Complete the following.
(a) Using the text excerpt about Makar and Barbara, answer these:
(i) Where does Makar live?
(ii) How did Gorshkov lose his job?
(iii) What does Sasha question?
(b) Carry the plot summary of Makar and Barbara forward from its final sentence, keeping its tone and style.

Makar Dievushkin, an impoverished government clerk, lives in an alcove in a rooming-house kitchen. Even though his accommodations are unpleasant, he consoles himself that he can see from his window the windows of Barbara Dobroselova, an unhappy young woman whom he supports in her shabby rooms across the street. Makar and Barbara carry on a written correspondence; occasionally, they walk together when Barbara feels well. Makar, poor but honorable, maintains the gravest dignity in his relationship and in his correspondence with Barbara. In their poverty and loneliness, each has warm sympathy and understanding for the other.
Among the boarders in the house where Makar lives is a public relations man of literary pretensions whose style Makar greatly admires. Makar also knows a former government clerk, Gorshkov, and his family of four. Gorshkov lost his job through a legal suit and is deeply in debt to the homely, shrewish landlady. Across the street, Barbara’s cousin Sasha appears for the purpose of resolving a difference that has long existed between the cousins. Sasha questions Barbara’s acceptance of Makar’s charity.

[Records from a dataset]
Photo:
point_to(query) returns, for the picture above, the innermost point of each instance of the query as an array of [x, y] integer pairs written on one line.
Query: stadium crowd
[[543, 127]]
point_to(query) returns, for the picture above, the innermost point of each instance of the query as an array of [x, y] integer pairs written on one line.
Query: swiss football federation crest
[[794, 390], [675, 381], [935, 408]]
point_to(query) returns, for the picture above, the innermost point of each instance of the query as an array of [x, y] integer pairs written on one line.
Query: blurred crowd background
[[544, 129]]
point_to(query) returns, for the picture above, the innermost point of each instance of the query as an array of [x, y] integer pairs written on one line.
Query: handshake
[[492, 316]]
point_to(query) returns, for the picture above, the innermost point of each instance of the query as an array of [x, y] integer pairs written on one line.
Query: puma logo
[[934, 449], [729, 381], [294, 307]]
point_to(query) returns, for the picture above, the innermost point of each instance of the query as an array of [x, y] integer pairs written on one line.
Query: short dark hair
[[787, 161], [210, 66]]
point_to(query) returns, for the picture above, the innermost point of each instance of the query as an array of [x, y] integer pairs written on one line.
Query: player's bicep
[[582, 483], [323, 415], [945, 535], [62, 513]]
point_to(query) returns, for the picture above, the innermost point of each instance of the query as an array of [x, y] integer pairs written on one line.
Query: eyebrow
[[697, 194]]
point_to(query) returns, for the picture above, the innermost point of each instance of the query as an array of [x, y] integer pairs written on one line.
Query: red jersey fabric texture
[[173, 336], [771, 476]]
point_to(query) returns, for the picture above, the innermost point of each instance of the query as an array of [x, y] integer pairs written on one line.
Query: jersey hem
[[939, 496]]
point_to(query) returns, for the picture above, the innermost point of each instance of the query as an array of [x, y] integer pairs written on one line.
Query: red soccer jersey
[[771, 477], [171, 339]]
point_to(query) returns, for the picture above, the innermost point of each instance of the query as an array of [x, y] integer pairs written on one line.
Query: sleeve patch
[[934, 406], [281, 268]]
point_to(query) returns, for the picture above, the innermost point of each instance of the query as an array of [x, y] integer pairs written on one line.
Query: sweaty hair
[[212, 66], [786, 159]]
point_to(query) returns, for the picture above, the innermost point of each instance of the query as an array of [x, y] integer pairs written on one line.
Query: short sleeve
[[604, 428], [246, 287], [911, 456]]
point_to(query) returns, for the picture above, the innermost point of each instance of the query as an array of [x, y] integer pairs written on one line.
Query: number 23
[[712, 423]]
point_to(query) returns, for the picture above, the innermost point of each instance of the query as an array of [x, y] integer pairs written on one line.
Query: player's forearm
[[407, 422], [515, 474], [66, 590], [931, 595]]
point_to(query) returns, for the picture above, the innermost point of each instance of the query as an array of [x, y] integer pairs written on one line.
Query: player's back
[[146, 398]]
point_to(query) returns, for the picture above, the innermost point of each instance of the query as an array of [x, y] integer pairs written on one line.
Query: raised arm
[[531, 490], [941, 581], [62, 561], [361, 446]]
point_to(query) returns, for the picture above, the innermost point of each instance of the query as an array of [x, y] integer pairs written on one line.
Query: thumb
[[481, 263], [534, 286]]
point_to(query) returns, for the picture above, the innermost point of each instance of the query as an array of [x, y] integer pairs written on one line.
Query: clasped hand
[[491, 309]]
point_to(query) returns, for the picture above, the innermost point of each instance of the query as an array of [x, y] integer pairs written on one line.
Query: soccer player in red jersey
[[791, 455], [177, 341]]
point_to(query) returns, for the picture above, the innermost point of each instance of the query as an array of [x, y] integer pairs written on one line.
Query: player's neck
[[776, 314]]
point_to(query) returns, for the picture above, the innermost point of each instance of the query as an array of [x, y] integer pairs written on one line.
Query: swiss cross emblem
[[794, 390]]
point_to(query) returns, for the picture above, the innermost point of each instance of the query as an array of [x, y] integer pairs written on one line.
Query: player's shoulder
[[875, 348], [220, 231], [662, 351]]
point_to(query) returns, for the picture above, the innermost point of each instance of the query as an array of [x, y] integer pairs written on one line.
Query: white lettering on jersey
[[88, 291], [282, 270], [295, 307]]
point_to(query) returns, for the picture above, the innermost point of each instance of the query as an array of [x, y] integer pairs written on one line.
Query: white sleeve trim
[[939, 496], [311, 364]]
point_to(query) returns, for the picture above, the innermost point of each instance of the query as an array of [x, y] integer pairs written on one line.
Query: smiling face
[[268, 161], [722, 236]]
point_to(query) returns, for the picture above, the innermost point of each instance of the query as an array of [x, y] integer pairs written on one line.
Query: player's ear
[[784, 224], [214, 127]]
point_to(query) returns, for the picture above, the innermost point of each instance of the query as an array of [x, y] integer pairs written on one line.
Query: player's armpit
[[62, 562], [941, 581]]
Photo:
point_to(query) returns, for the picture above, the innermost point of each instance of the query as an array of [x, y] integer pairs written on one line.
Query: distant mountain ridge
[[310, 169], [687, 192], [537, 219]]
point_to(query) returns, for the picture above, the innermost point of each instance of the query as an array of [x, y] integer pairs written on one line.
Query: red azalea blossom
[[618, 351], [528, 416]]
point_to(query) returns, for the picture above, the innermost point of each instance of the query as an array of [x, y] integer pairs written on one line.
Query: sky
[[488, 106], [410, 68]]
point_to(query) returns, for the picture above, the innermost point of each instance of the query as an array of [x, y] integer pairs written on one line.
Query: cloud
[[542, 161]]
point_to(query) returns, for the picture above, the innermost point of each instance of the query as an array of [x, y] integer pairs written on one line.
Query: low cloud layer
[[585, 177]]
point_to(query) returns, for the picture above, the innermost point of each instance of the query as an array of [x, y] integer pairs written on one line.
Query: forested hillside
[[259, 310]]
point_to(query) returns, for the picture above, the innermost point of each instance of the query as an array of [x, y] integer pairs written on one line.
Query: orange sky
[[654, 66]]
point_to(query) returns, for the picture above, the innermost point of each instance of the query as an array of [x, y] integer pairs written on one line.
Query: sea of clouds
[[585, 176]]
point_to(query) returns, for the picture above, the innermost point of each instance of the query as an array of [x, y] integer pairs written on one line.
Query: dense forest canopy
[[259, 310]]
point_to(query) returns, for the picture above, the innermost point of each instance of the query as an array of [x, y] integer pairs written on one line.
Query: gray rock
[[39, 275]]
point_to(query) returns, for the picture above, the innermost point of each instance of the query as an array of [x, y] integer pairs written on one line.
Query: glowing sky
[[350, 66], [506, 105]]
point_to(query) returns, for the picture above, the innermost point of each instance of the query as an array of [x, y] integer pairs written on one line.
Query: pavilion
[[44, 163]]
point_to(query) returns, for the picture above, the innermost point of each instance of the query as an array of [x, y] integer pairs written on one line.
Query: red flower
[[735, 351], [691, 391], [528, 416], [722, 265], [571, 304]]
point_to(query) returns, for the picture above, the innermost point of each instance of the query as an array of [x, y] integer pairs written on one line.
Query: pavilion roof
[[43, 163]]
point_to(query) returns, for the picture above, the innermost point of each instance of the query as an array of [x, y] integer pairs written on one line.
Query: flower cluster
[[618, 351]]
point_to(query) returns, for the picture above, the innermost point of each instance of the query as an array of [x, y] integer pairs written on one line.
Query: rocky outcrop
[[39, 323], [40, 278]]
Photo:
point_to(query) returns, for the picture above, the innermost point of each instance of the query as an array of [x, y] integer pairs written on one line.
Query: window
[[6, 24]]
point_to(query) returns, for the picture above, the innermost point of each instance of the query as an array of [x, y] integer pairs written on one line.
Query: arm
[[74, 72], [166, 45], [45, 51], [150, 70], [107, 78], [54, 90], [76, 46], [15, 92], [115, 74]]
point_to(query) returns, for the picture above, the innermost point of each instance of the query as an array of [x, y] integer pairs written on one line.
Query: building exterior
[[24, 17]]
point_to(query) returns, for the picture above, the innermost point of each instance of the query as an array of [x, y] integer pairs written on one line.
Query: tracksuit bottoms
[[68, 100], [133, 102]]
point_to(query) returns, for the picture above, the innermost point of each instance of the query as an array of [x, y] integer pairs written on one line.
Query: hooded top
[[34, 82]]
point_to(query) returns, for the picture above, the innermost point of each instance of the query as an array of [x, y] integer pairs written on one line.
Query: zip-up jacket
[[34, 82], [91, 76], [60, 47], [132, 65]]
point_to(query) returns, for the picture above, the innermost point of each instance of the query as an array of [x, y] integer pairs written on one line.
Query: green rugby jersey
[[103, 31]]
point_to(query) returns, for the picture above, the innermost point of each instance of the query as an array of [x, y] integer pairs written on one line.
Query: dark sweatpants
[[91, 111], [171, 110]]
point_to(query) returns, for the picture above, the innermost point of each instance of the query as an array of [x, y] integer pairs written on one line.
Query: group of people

Solved problems.
(a)
(i) In an alcove in a rooming-house kitchen.
(ii) Through a legal suit.
(iii) Barbara's acceptance of Makar's charity.

(b)
Meanwhile, Makar sends gifts to Barbara and becomes poorer with each passing day. He pawns his uniform and, in his poverty, becomes the butt of jokes. Barbara, protesting somewhat weakly his sacrifices for her, sends him, in return, her life story, which she has written. The story reveals that Barbara is the daughter of the steward of a prince in the province of Tula. Her family moved to St. Petersburg when she was twelve years old. She did not like the city, and she detested the boarding school she attended. When Barbara was fourteen years old, her father died, leaving Barbara and her consumptive mother debt-ridden. Creditors took all of their possessions, and Barbara and her mother moved to the house of a distant relative, Anna Thedorovna, whose source of income was a mystery to them. There Barbara, with her orphan cousin Sasha, was tutored by a sick young student, Pokrovski, who was intelligent but irritable. The young girls teased Pokrovski remorselessly. Barbara, however, soon regretted her behavior and vowed to redeem herself in his eyes.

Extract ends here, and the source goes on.